• EXERCISE
Pull out everything in the rows below from the line containing "out the yellow" down to the line containing "Target: yellow snake illustration", both included, and copy those lines word for word.

begin

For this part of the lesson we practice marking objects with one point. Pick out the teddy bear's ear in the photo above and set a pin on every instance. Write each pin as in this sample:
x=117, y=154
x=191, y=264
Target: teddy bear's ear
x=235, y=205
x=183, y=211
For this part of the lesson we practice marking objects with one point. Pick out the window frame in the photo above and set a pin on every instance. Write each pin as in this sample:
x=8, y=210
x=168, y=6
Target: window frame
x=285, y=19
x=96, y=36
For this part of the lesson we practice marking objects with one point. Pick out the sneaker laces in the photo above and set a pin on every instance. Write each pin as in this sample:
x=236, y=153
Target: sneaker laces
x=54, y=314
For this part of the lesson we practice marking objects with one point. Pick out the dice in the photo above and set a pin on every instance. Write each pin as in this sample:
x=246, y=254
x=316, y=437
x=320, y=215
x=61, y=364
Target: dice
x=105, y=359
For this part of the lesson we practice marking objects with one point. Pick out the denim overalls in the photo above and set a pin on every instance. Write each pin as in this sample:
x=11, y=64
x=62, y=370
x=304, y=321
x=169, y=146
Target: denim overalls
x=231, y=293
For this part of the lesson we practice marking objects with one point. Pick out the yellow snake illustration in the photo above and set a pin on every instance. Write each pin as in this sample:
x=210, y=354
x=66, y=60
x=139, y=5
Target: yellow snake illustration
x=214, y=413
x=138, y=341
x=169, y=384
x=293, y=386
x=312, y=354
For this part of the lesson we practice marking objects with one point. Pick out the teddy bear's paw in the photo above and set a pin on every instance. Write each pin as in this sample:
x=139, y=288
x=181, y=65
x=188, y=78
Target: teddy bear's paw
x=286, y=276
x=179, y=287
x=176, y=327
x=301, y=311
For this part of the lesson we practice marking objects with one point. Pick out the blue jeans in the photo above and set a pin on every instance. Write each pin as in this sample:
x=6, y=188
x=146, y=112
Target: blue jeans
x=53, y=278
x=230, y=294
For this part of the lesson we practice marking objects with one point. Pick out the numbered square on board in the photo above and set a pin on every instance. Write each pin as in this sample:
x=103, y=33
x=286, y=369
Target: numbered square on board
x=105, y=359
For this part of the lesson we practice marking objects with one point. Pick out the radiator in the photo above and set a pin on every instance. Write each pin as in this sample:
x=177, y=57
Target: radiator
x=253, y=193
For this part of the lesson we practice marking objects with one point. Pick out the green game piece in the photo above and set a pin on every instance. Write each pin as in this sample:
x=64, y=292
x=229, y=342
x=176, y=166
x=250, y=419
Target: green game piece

end

• SOLUTION BELOW
For this part of the lesson we practice marking objects with one point. Pick out the yellow snake illustration in the photo above and set a pin on every instance. Write each pin as in this sample:
x=210, y=354
x=66, y=60
x=139, y=5
Target: yellow snake illustration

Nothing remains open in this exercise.